Top of Material for the task

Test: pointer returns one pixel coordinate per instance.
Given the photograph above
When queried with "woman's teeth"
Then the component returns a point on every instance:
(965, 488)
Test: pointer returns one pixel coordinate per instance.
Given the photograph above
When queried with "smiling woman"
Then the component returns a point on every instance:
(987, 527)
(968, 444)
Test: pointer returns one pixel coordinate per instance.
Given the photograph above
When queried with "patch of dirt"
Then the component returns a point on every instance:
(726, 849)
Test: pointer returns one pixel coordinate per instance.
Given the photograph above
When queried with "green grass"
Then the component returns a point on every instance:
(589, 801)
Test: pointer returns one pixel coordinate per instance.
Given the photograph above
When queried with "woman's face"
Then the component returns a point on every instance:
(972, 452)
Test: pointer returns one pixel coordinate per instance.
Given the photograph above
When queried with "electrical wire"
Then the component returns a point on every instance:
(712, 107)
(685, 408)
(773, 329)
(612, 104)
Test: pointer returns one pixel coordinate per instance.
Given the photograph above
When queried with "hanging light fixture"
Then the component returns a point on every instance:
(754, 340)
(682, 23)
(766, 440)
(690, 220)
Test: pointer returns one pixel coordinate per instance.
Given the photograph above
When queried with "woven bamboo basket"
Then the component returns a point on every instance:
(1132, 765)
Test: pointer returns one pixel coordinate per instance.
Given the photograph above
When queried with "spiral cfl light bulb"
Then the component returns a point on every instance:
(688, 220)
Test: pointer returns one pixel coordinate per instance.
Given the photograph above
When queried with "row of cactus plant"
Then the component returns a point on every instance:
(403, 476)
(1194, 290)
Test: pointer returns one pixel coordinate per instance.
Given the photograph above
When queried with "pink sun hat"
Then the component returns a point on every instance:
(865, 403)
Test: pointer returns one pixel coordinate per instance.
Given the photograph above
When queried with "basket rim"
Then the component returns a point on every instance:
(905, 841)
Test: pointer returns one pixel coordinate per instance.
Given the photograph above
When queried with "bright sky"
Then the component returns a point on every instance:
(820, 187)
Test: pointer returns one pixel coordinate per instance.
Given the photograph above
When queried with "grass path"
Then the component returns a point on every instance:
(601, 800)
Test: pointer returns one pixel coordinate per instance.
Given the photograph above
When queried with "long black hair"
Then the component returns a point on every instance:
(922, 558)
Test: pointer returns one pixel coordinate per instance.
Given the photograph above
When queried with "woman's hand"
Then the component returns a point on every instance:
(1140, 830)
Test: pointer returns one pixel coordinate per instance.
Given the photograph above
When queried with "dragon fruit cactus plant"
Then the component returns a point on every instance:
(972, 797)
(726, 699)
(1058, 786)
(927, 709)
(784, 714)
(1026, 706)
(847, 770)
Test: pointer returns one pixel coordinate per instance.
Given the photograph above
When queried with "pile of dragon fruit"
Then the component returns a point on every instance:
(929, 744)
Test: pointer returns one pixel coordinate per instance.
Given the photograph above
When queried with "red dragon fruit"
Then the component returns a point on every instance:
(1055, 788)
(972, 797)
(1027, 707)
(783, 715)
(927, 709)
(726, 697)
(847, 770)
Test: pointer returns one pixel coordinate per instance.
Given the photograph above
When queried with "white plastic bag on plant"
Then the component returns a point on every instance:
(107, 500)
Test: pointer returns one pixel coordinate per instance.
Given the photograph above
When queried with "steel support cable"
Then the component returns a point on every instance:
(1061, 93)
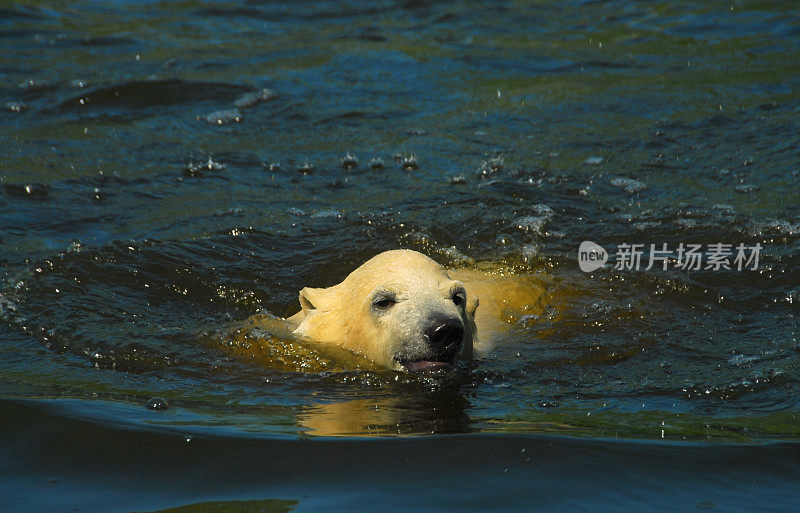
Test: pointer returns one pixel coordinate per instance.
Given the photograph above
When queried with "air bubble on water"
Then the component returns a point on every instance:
(410, 163)
(349, 162)
(629, 185)
(222, 117)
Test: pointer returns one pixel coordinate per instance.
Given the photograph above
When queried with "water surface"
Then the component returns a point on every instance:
(153, 196)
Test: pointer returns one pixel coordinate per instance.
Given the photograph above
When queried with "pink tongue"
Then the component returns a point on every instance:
(427, 366)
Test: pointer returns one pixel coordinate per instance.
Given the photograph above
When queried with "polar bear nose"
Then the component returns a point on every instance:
(445, 334)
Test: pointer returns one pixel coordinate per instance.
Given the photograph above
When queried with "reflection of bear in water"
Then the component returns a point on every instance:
(404, 311)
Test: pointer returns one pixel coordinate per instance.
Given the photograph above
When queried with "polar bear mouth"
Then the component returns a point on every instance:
(427, 366)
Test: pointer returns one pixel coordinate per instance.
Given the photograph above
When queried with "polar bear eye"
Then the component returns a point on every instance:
(384, 302)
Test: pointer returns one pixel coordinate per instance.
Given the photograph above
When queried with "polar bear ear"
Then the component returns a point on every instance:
(312, 299)
(472, 305)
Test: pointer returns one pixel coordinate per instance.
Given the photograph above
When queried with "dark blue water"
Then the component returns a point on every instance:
(172, 168)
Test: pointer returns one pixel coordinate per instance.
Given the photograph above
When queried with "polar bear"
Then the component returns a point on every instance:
(404, 311)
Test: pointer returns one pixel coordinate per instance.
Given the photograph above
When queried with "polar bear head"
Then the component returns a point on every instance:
(400, 309)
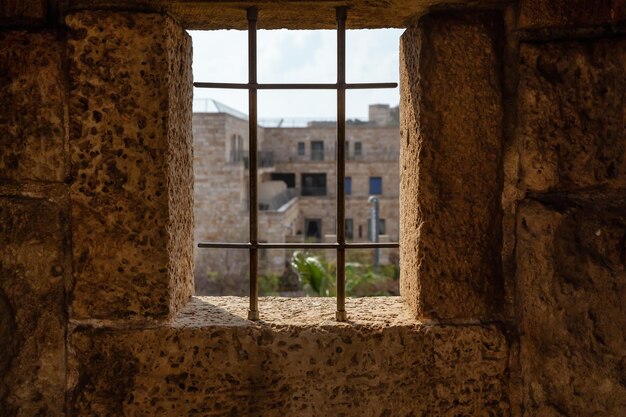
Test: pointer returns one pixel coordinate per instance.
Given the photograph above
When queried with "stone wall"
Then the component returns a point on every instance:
(512, 131)
(569, 188)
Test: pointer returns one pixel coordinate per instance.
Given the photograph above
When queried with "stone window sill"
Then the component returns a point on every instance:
(371, 312)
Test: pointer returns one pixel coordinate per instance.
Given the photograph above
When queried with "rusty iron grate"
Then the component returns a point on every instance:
(340, 86)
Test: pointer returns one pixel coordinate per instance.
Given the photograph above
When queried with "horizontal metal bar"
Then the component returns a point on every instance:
(365, 245)
(334, 86)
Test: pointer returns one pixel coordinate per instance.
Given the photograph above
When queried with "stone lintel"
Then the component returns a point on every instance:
(559, 14)
(130, 144)
(450, 166)
(315, 14)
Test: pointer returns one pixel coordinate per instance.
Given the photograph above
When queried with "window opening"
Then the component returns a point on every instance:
(376, 185)
(358, 149)
(381, 229)
(313, 228)
(252, 86)
(317, 150)
(313, 184)
(349, 229)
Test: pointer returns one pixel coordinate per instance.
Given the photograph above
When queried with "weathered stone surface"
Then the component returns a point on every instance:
(451, 166)
(130, 143)
(33, 121)
(34, 272)
(571, 286)
(23, 11)
(297, 361)
(569, 13)
(572, 115)
(316, 14)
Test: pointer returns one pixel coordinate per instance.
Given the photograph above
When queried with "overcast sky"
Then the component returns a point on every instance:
(297, 56)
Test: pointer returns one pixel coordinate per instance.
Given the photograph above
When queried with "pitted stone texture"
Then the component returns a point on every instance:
(572, 115)
(451, 166)
(33, 114)
(571, 286)
(23, 11)
(132, 214)
(286, 14)
(34, 272)
(569, 13)
(297, 361)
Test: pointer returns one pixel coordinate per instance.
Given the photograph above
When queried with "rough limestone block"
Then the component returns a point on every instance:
(569, 13)
(34, 273)
(23, 11)
(297, 361)
(572, 115)
(451, 166)
(571, 288)
(33, 121)
(130, 143)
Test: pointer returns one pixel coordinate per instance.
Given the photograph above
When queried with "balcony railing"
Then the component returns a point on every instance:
(308, 191)
(279, 200)
(265, 159)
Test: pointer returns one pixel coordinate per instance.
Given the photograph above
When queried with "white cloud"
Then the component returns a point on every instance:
(298, 56)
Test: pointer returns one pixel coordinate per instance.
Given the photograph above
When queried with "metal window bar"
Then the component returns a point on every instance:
(340, 86)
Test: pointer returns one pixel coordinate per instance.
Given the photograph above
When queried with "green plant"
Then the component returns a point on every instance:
(269, 285)
(315, 275)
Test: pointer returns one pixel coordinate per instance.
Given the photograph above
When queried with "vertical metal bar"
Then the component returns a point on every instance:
(253, 312)
(341, 162)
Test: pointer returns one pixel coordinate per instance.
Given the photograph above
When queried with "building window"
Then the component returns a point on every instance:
(349, 229)
(236, 148)
(317, 150)
(313, 229)
(358, 149)
(376, 185)
(381, 228)
(313, 184)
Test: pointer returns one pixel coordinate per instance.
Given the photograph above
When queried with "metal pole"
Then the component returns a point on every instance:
(341, 163)
(253, 312)
(374, 221)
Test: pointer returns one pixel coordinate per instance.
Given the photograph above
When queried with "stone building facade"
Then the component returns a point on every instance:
(512, 225)
(297, 185)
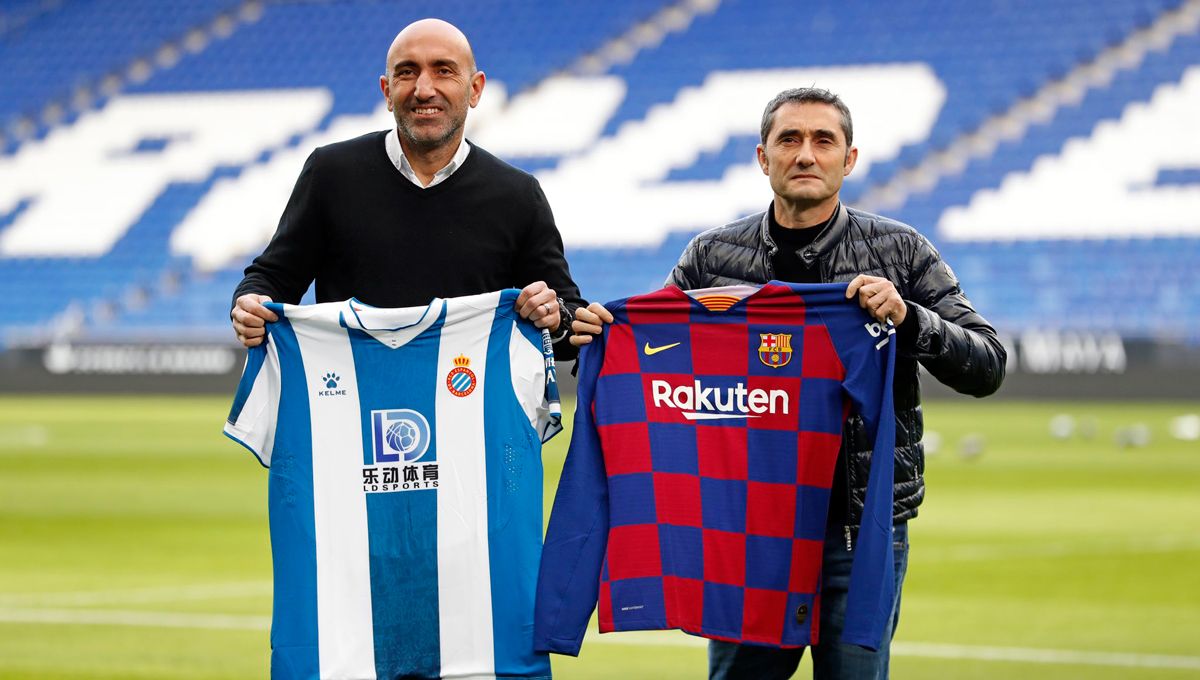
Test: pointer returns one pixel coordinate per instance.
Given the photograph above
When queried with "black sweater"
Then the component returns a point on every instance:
(361, 229)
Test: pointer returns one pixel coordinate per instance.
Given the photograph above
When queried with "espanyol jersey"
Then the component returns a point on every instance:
(696, 488)
(405, 487)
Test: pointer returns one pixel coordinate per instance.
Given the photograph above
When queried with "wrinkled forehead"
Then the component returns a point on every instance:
(430, 47)
(808, 118)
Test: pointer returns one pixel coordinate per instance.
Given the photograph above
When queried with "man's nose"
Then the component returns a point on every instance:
(804, 156)
(424, 86)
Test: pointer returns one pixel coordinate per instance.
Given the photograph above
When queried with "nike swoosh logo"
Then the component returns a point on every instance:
(652, 350)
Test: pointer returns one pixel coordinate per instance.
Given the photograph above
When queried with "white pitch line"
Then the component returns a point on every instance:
(639, 638)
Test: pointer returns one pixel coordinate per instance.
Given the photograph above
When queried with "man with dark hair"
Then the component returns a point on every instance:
(895, 274)
(399, 217)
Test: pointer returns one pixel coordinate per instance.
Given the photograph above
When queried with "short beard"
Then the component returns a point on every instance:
(425, 145)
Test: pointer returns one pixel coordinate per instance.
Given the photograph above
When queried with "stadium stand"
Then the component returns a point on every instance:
(647, 137)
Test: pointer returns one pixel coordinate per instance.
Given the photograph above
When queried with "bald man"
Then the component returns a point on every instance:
(401, 216)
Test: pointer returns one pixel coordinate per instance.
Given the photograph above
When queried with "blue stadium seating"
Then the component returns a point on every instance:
(987, 54)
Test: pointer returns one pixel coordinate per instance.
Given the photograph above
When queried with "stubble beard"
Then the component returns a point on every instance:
(423, 142)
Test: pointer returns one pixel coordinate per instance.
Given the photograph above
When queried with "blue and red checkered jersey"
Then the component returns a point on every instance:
(696, 488)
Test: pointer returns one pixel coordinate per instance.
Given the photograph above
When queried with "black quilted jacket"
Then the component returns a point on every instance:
(942, 331)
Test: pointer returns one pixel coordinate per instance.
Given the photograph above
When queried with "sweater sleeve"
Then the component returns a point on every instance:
(288, 264)
(541, 258)
(577, 536)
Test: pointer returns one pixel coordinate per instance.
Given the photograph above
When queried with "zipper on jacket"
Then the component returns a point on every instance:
(850, 501)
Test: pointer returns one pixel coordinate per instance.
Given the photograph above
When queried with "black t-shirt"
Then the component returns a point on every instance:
(789, 265)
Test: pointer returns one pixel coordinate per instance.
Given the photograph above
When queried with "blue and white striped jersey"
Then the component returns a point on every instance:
(405, 493)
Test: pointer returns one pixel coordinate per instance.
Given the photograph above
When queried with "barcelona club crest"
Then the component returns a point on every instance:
(461, 380)
(775, 349)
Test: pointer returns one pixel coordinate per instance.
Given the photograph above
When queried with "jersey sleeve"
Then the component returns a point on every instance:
(867, 349)
(576, 540)
(255, 410)
(534, 379)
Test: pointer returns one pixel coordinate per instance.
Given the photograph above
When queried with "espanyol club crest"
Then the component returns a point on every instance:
(461, 380)
(775, 349)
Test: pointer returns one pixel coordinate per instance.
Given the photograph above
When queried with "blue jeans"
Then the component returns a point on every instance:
(831, 659)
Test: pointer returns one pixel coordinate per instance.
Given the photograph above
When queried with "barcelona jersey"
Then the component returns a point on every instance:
(696, 488)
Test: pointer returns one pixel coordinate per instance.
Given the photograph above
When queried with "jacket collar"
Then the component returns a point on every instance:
(825, 241)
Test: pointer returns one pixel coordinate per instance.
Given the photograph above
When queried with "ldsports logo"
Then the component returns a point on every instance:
(877, 330)
(697, 402)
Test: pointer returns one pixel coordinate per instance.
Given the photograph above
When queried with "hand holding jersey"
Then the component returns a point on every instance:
(875, 294)
(537, 302)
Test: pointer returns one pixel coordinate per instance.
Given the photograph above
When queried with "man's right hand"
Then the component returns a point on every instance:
(250, 318)
(589, 322)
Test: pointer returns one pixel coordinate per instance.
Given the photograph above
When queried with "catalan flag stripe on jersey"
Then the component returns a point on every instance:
(405, 487)
(696, 488)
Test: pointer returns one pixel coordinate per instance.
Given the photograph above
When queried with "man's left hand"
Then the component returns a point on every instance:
(539, 304)
(880, 298)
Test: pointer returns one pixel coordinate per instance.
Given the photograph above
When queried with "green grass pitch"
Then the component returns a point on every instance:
(133, 545)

Bottom of Material for the task

= What you will do =
What lines in the data hold the word "logo"? Return them.

= Task output =
When queried with "nike swoosh logo"
When queried with "ldsports logo"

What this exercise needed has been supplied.